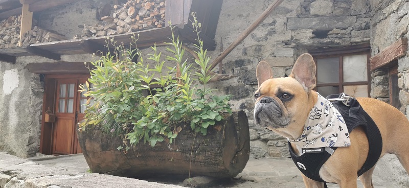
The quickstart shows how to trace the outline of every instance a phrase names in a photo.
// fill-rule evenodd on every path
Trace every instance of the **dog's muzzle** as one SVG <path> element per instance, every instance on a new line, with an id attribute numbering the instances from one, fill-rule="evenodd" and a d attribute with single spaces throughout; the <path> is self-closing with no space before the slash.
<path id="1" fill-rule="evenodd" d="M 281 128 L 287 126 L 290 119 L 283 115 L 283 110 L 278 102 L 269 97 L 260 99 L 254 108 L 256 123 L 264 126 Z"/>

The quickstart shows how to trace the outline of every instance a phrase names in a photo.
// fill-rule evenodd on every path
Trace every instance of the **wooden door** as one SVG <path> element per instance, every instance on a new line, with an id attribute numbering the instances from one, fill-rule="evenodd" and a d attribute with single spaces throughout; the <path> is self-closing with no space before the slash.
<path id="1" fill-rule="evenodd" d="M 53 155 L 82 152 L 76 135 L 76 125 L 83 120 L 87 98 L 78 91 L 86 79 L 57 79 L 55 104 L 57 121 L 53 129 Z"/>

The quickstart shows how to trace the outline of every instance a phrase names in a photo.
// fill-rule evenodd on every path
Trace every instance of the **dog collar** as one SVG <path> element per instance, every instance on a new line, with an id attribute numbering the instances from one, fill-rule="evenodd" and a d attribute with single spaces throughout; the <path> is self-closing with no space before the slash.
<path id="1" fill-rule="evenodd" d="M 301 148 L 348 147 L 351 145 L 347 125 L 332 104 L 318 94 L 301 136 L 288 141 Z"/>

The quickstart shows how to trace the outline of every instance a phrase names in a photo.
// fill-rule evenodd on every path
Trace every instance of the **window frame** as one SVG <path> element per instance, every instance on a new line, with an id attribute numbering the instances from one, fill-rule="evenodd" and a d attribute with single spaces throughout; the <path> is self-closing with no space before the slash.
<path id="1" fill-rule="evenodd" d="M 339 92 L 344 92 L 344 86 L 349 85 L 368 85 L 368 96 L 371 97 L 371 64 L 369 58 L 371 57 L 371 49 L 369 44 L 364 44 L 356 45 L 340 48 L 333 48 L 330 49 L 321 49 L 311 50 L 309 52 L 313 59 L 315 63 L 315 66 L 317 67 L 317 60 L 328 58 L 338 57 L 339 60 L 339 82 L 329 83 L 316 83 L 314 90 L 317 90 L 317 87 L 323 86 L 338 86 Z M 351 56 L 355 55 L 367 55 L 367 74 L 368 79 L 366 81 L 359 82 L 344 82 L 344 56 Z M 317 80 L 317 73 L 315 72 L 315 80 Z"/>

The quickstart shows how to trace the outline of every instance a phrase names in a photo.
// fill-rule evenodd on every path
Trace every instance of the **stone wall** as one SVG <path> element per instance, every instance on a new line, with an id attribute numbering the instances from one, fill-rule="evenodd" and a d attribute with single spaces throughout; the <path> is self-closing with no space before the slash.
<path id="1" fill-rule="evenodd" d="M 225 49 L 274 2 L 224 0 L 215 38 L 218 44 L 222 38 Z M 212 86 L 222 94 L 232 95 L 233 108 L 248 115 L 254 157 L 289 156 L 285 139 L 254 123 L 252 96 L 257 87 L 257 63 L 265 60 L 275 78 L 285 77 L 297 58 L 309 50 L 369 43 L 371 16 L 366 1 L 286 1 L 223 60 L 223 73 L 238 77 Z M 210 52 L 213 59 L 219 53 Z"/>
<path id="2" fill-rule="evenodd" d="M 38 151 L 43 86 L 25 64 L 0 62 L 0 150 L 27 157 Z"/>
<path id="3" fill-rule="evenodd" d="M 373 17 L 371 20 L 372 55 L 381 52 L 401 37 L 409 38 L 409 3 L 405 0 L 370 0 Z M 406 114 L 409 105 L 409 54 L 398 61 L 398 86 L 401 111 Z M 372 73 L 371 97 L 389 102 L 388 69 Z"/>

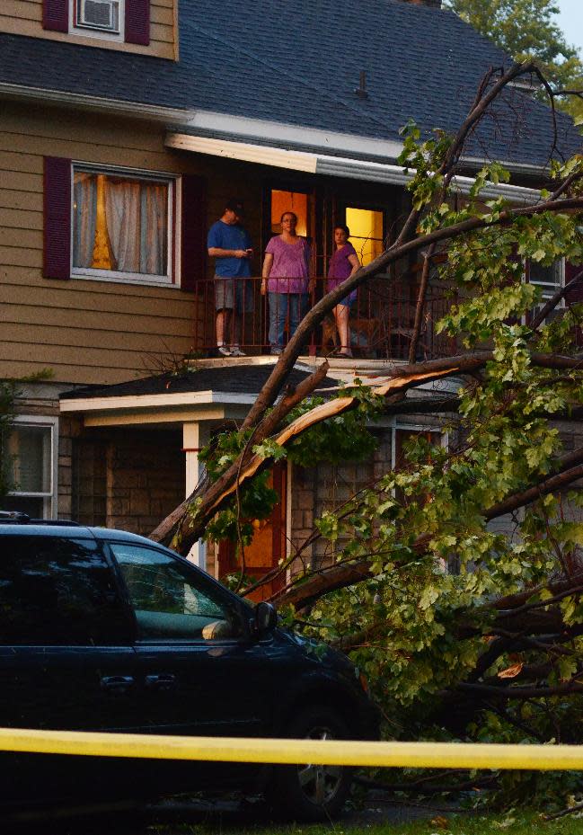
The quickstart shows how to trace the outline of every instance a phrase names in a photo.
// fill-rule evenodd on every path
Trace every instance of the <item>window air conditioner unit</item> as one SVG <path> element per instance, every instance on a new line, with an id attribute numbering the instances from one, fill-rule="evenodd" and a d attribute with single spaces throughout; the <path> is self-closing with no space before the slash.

===============

EXERCISE PROMPT:
Rewrite all of the data above, changing "quickstart" to "guide" wherever it occurs and keeping everything else the same. Omit the pictures from your answer.

EXERCISE RESPONSE:
The guide shows how to trace the outline of every instance a phrase names in a photo.
// fill-rule evenodd on every path
Trace every instance of the **dog's muzzle** as one SVG <path> element per instance, every instance on a new line, with an id attribute numbering the instances from one, fill-rule="evenodd" and a d attribute with single spaces throughout; the <path> is self-closing with no space before the slash.
<path id="1" fill-rule="evenodd" d="M 281 128 L 287 126 L 290 119 L 283 115 L 283 110 L 278 102 L 269 97 L 260 99 L 254 108 L 256 123 L 264 126 Z"/>

The guide shows how to trace the outline of every instance a phrase names in a photo.
// fill-rule evenodd on every path
Trace every instance of the **wooden door** as one SVG <path> element per instance, every instance on a new line, with an id attribute numbering the instances from one, fill-rule="evenodd" and a d attribute with single spaces throughout; the <path> is self-closing with no space before the slash.
<path id="1" fill-rule="evenodd" d="M 53 155 L 82 152 L 76 135 L 76 125 L 83 120 L 87 98 L 78 91 L 86 79 L 57 79 L 55 104 L 57 121 L 53 129 Z"/>

The guide shows how to trace the outline of every instance a phrase names in a photo.
// fill-rule evenodd on every path
Trace every instance of the **dog collar** as one SVG <path> element per instance, every instance on a new line, with an id attribute numbering the instances from one, fill-rule="evenodd" and a d attribute with single spaces throughout; the <path> is self-closing with no space before the slash.
<path id="1" fill-rule="evenodd" d="M 301 148 L 348 147 L 351 145 L 347 125 L 332 104 L 318 94 L 301 136 L 288 141 Z"/>

The guide shows how to trace the outline of every instance a phrase names in a photo.
// fill-rule evenodd on every path
Trace every instance of the **window frame** as one SVG <path> element per instance, every instance on a new line, with an id attribute numbering the instances from one, fill-rule="evenodd" and a d attribute with single spaces throughout; the <path> is self-closing with no space before the slash.
<path id="1" fill-rule="evenodd" d="M 339 92 L 344 92 L 344 86 L 349 85 L 368 85 L 368 96 L 371 97 L 371 64 L 369 58 L 371 57 L 371 49 L 369 44 L 364 44 L 356 45 L 340 48 L 333 48 L 330 49 L 321 49 L 311 50 L 309 52 L 313 59 L 315 63 L 315 66 L 317 67 L 317 60 L 328 58 L 338 57 L 339 60 L 339 82 L 329 83 L 316 83 L 314 90 L 317 90 L 317 87 L 323 86 L 338 86 Z M 351 56 L 355 55 L 367 55 L 367 74 L 368 79 L 366 81 L 359 82 L 344 82 L 344 56 Z M 317 80 L 317 73 L 315 72 L 315 80 Z"/>

The guide shows how to trace the outline of every instance a phrase names in a photo.
// fill-rule evenodd on every path
Trace every instance of the **stone wall** as one SVG <path> element per instance, every instance on a new line, with an id attribute numbering the instances from one, fill-rule="evenodd" and a d attribute with single spaces throughout; the <path> is self-closing with no space before the slash.
<path id="1" fill-rule="evenodd" d="M 225 49 L 274 2 L 224 0 L 215 38 L 218 44 L 222 38 Z M 212 86 L 222 94 L 232 95 L 233 108 L 248 115 L 254 157 L 289 156 L 285 139 L 254 123 L 252 96 L 257 87 L 257 63 L 265 60 L 275 78 L 285 77 L 297 58 L 309 50 L 369 43 L 371 16 L 366 1 L 286 1 L 223 60 L 223 73 L 238 77 Z M 210 52 L 213 59 L 219 53 Z"/>
<path id="2" fill-rule="evenodd" d="M 38 151 L 43 86 L 25 64 L 0 62 L 0 150 L 27 157 Z"/>
<path id="3" fill-rule="evenodd" d="M 373 17 L 371 20 L 372 55 L 381 52 L 401 37 L 409 38 L 409 3 L 405 0 L 370 0 Z M 406 114 L 409 105 L 409 54 L 398 61 L 398 86 L 401 111 Z M 372 73 L 371 97 L 389 102 L 388 69 Z"/>

The guide shows how to trace the outline of every instance a phrase names in a photo.
// fill-rule evenodd on every path
Trace every instance of the <item>window air conditioner unit</item> as one SVG <path> element per instance, every instance on a new line, with an id attribute numbering the instances from one, fill-rule="evenodd" and a d attribute with single spaces throughout; the <path> is self-closing with no space before the slash.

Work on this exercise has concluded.